* _PROBLEM STATEMENT_: Only the text of the records below belongs in the answer, copied exactly, with pictures omitted.
◇ ◇ ◇
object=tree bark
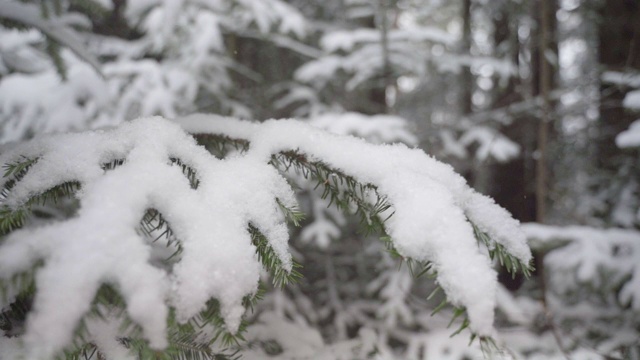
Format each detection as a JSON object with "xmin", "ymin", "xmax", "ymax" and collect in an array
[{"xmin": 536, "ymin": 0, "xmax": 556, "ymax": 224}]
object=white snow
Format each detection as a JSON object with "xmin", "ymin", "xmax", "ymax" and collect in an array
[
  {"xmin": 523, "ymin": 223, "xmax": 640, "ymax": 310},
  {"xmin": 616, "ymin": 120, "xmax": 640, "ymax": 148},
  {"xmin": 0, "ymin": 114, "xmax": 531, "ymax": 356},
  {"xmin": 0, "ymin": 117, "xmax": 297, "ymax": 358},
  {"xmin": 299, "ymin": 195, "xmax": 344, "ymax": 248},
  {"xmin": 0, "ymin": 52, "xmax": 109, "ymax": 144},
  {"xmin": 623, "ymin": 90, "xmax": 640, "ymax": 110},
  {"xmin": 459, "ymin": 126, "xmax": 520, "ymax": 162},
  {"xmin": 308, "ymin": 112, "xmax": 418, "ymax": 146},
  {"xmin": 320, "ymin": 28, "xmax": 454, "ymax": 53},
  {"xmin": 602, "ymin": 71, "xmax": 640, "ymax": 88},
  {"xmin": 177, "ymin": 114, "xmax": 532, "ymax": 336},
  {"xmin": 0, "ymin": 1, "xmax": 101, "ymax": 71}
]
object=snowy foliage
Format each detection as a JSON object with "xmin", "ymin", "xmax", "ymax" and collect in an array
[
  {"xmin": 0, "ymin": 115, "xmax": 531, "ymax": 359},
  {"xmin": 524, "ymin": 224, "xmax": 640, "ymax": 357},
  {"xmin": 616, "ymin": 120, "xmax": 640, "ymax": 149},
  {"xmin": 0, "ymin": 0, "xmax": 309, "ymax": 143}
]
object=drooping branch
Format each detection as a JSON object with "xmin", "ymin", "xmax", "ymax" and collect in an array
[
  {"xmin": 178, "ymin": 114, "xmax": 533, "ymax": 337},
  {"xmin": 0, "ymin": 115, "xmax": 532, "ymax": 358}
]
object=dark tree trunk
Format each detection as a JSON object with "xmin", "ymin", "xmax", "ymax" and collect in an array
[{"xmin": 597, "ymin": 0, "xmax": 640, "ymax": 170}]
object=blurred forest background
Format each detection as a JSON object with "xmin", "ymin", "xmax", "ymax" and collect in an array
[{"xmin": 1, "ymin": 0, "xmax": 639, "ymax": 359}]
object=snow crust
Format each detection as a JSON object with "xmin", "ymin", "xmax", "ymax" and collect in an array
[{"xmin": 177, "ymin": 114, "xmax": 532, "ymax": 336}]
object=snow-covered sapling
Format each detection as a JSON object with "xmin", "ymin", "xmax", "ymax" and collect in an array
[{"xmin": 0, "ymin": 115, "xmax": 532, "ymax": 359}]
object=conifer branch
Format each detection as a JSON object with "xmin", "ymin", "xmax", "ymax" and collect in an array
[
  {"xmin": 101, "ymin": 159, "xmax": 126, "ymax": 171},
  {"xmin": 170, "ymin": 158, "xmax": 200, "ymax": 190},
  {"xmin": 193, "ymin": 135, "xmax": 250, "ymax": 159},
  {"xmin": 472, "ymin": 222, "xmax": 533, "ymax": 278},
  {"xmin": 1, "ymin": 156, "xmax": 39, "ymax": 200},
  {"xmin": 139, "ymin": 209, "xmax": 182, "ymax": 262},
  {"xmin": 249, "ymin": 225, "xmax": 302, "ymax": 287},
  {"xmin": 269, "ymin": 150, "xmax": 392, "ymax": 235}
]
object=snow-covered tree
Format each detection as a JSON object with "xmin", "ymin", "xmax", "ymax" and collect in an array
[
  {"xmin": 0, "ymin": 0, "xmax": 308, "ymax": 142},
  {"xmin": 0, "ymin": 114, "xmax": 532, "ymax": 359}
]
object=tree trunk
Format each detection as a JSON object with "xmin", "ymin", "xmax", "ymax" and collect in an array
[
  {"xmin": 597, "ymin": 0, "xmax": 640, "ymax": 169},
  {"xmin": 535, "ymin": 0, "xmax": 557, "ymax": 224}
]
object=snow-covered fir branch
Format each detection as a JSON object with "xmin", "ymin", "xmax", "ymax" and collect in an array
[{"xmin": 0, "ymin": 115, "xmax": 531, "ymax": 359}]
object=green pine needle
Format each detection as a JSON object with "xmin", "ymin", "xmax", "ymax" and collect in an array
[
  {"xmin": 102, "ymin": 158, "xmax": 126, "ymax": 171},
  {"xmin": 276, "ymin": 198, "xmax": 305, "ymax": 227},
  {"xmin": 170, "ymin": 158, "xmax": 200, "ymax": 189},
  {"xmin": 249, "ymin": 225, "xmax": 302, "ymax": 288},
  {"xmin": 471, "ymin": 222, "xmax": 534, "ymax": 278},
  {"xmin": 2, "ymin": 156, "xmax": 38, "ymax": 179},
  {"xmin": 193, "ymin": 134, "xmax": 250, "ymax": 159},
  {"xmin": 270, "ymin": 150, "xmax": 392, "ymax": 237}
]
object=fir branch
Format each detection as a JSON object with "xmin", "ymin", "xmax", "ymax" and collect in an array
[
◇ ◇ ◇
* _SOLUTION TO THE EXERCISE_:
object=tree bark
Format each detection as a JSON object with "xmin", "ymin", "xmax", "ymax" and collect in an array
[{"xmin": 536, "ymin": 0, "xmax": 556, "ymax": 224}]
object=white snow
Format each detection as a JSON object with "xmin", "ymin", "xmax", "ymax" and collect in an array
[
  {"xmin": 523, "ymin": 223, "xmax": 640, "ymax": 310},
  {"xmin": 616, "ymin": 120, "xmax": 640, "ymax": 148},
  {"xmin": 0, "ymin": 114, "xmax": 531, "ymax": 356},
  {"xmin": 0, "ymin": 117, "xmax": 297, "ymax": 358},
  {"xmin": 299, "ymin": 195, "xmax": 344, "ymax": 248},
  {"xmin": 0, "ymin": 52, "xmax": 109, "ymax": 144},
  {"xmin": 623, "ymin": 90, "xmax": 640, "ymax": 110},
  {"xmin": 459, "ymin": 126, "xmax": 520, "ymax": 162},
  {"xmin": 308, "ymin": 112, "xmax": 418, "ymax": 146},
  {"xmin": 320, "ymin": 28, "xmax": 454, "ymax": 53},
  {"xmin": 602, "ymin": 71, "xmax": 640, "ymax": 88},
  {"xmin": 177, "ymin": 114, "xmax": 532, "ymax": 336},
  {"xmin": 0, "ymin": 1, "xmax": 101, "ymax": 71}
]
object=snowy foliage
Format each detection as a JSON object with "xmin", "ymin", "xmax", "ymax" and collect in an array
[
  {"xmin": 0, "ymin": 115, "xmax": 531, "ymax": 359},
  {"xmin": 524, "ymin": 224, "xmax": 640, "ymax": 357},
  {"xmin": 616, "ymin": 120, "xmax": 640, "ymax": 149},
  {"xmin": 0, "ymin": 0, "xmax": 309, "ymax": 143}
]
object=drooping branch
Format each detection as a JSON object with "xmin", "ymin", "xmax", "ymax" and collect in an array
[
  {"xmin": 178, "ymin": 114, "xmax": 533, "ymax": 337},
  {"xmin": 0, "ymin": 115, "xmax": 532, "ymax": 358}
]
object=dark tree trunk
Format each detection as a JSON object with "xmin", "ymin", "xmax", "ymax" and collect in an array
[{"xmin": 597, "ymin": 0, "xmax": 640, "ymax": 170}]
object=blurred forest background
Format each detection as a JSON object with "xmin", "ymin", "xmax", "ymax" and collect in an array
[{"xmin": 1, "ymin": 0, "xmax": 639, "ymax": 359}]
object=snow crust
Format each detection as a JSON object with "xmin", "ymin", "xmax", "ymax" and collect in an array
[{"xmin": 177, "ymin": 114, "xmax": 532, "ymax": 336}]
object=snow-covered sapling
Format each detection as a JSON object with "xmin", "ymin", "xmax", "ymax" and collect in an array
[{"xmin": 0, "ymin": 115, "xmax": 532, "ymax": 359}]
object=conifer branch
Format each detection as a JSON object with "xmin", "ymin", "xmax", "ymax" and collect in an array
[
  {"xmin": 101, "ymin": 159, "xmax": 126, "ymax": 171},
  {"xmin": 170, "ymin": 158, "xmax": 200, "ymax": 190},
  {"xmin": 193, "ymin": 135, "xmax": 250, "ymax": 159},
  {"xmin": 472, "ymin": 222, "xmax": 533, "ymax": 278},
  {"xmin": 1, "ymin": 156, "xmax": 39, "ymax": 200},
  {"xmin": 139, "ymin": 209, "xmax": 182, "ymax": 262},
  {"xmin": 249, "ymin": 225, "xmax": 302, "ymax": 287},
  {"xmin": 269, "ymin": 150, "xmax": 392, "ymax": 235}
]
object=snow-covered tree
Format each detection as a JSON object with "xmin", "ymin", "xmax", "ymax" and collect in an array
[
  {"xmin": 0, "ymin": 0, "xmax": 308, "ymax": 142},
  {"xmin": 0, "ymin": 114, "xmax": 532, "ymax": 359}
]
object=tree trunk
Format each detection as a JSON object with "xmin", "ymin", "xmax", "ymax" and collect in an array
[
  {"xmin": 597, "ymin": 0, "xmax": 640, "ymax": 169},
  {"xmin": 535, "ymin": 0, "xmax": 557, "ymax": 224}
]
object=snow-covered fir branch
Format each detection as a JSON object with "xmin", "ymin", "xmax", "ymax" and collect in an array
[{"xmin": 0, "ymin": 115, "xmax": 531, "ymax": 359}]
object=green pine needle
Format each detection as a JSON object with "xmin", "ymin", "xmax", "ymax" and collect in an array
[
  {"xmin": 102, "ymin": 158, "xmax": 126, "ymax": 171},
  {"xmin": 276, "ymin": 198, "xmax": 305, "ymax": 227},
  {"xmin": 170, "ymin": 158, "xmax": 200, "ymax": 189},
  {"xmin": 249, "ymin": 225, "xmax": 302, "ymax": 288},
  {"xmin": 471, "ymin": 222, "xmax": 534, "ymax": 278},
  {"xmin": 2, "ymin": 156, "xmax": 38, "ymax": 179},
  {"xmin": 193, "ymin": 134, "xmax": 250, "ymax": 159},
  {"xmin": 270, "ymin": 150, "xmax": 392, "ymax": 237}
]
object=fir branch
Format each detection as a JSON object with "xmin", "ymin", "xmax", "ymax" and collect in an array
[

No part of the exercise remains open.